Take the lines of the records below that run from the line containing "phrase -- rooftop vent stack" through the end of the records, and put them into a JSON list of strings with one string per line, leaving out blank lines.

◆ ◆ ◆ ◆

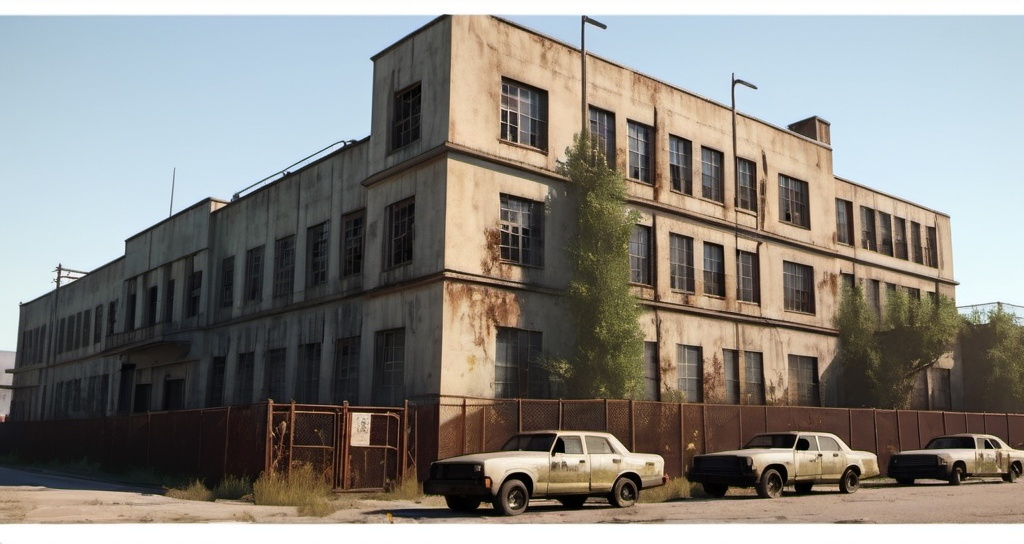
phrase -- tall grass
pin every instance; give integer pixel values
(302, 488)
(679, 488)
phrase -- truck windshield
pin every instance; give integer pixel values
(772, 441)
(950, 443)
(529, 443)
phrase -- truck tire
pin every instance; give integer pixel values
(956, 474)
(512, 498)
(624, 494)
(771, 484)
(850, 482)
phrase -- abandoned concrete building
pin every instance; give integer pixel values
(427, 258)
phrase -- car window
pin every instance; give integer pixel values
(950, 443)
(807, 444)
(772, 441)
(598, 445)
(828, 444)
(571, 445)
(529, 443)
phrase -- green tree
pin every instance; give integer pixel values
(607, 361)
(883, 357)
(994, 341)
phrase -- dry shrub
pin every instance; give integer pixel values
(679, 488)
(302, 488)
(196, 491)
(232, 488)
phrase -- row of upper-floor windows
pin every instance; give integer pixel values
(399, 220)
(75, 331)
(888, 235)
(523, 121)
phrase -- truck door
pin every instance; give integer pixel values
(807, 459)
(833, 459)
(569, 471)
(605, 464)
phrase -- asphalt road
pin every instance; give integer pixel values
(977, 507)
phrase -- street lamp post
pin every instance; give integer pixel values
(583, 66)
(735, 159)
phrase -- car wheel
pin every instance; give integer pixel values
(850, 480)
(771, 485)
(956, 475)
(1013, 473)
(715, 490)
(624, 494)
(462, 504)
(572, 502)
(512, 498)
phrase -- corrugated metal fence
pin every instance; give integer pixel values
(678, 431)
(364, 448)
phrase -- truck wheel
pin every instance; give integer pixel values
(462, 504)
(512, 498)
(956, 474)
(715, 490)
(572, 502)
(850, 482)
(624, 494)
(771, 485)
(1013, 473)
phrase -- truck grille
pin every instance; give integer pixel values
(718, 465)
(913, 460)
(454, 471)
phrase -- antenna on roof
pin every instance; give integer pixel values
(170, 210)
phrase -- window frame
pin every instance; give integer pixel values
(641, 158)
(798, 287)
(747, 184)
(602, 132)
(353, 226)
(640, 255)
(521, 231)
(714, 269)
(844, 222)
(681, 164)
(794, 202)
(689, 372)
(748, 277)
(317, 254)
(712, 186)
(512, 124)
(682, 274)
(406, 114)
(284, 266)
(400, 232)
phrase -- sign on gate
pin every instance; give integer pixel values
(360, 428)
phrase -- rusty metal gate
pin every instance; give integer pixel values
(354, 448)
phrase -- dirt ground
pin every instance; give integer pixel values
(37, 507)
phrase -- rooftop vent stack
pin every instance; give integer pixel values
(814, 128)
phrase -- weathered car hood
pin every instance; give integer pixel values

◆ ◆ ◆ ◆

[COMPLETED EXERCISE]
[
  "phrase -- rooftop vent stack",
  "pin every instance; give integer pixel values",
  "(814, 128)",
  "phrase -- weathered car hood",
  "pin every instance; give integer pixel values"
]